Task requirements
[a] Answer these questions from the article on wine glass size, one line each, marked like the questions:
(i) In which journal was the study published?
(ii) By how much have wine glasses grown in size over the last 300 years?
(iii) By what percentage did restaurant wine sales rise when glass size was increased to 370ml?
[b] Decide whether each statement agrees with the article on wine glass size. Answer yes or no, and quote the words from the article that settle it.
(i) The researchers found the same effect in bars as in restaurants.
(ii) Earlier evidence for reducing wine glass size was clear and consistent.
(iii) The mega-analysis drew on studies carried out at bars and restaurants in Cambridge.
[c] Pick up the article on wine glass size after its last sentence and continue it.

Extract
London, Feb 28 (PTI) The size of glass used for serving wine can influence the amount of wine you drink in restaurants, according to a Cambridge study.
The study, published in the journal Addiction, found that when restaurants served wine in 370 millilitre (ml) rather than 300ml glasses they sold more wine, and tended to sell less when they used 250ml glasses.
The researchers from the University of Cambridge in the UK did not see such effects in bars.
Alcohol is the fifth largest contributor to early death in high income countries and the seventh worldwide, they said.
One proposed way of reducing the amount of alcohol consumed is to reduce the size of wine glasses, they said.
Until now the evidence supporting such a move has been inconclusive and often contradictory, the researchers said.
Wine glasses have increased in size almost seven-fold over the last 300 years with the most marked increase being a doubling in size since 1990, they said.
Wine sales in bars and restaurants are either of fixed serving sizes when sold by the glass, or sold by the bottle for free-pouring by customers or staff, particularly in restaurants.
The latest study suggests that serving wine in larger wine glasses -- while keeping the measure the same -- led to a significant increase in the amount of wine sold.
To provide a robust estimate of the effect size of wine glass size on sales -- a proxy for consumption -- the team did a 'mega-analysis'.
The researchers brought together all of their previously published datasets from studies carried out between 2015 and 2018 at bars and restaurants in Cambridge.
In restaurants, when glass size was increased to 370ml, wine sales increased by 7.3 per cent, they found.

Provided material

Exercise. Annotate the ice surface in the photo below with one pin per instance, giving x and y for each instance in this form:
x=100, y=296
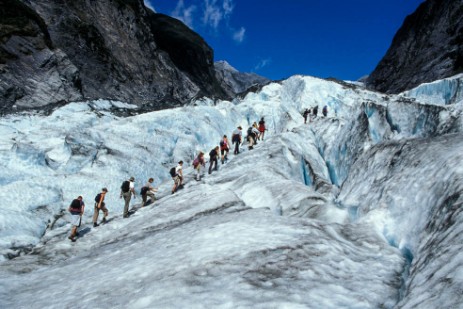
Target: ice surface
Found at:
x=361, y=209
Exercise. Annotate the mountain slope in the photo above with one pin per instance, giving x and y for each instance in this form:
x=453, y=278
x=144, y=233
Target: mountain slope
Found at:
x=361, y=209
x=60, y=51
x=427, y=47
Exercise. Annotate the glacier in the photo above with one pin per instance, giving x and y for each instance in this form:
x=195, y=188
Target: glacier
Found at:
x=360, y=209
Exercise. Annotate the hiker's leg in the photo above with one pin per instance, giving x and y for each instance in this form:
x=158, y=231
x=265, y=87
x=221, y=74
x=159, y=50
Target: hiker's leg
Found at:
x=151, y=196
x=95, y=213
x=143, y=198
x=127, y=196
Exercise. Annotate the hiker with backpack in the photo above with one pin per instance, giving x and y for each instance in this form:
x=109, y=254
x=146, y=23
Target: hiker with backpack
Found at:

Answers for this exercise
[a]
(i) Addiction
(ii) Almost seven-fold
(iii) 7.3 per cent

[b]
(i) No: "The researchers from the University of Cambridge in the UK did not see such effects in bars."
(ii) No: "Until now the evidence supporting such a move has been inconclusive and often contradictory"
(iii) Yes: "studies carried out between 2015 and 2018 at bars and restaurants in Cambridge"

[c]
Reducing the glass size to 250ml led to a drop of 9.6 per cent, according to the study.
However, increasing the glass size further to 450ml made no difference compared to using 300ml glasses.
'Pouring wine from a bottle or a carafe, as happens for most wine sold in restaurants, allows people to pour more than a standard serving size, and this effect may increase with the size of the glass and the bottle,' explained first author of the study Mark Pilling.
'If these larger portions are still perceived to be 'a glass', then we would expect people to buy and consume more wine with larger glasses,' Pilling said.
The researchers noted that as glass sizes of 300ml and 350ml are commonly used in restaurants and bars, drinkers may not have noticed the difference, and still assumed they were pouring a standard serving.
When smaller glass sizes of 250ml are available, they may also appear similar to 300ml glasses but result in a smaller amount of wine being poured, according to the researchers.
'In contrast, very large glasses, such as the 450ml glasses, are more obviously larger, so drinkers may have taken conscious measures to reduce how much they drink, such as drinking more slowly or pouring with greater caution,' Pilling added.
The researchers also found similar internal patterns to those reported in previous studies, namely lower sales of wine on warmer days and much higher sales on Fridays and Saturdays than on Mondays.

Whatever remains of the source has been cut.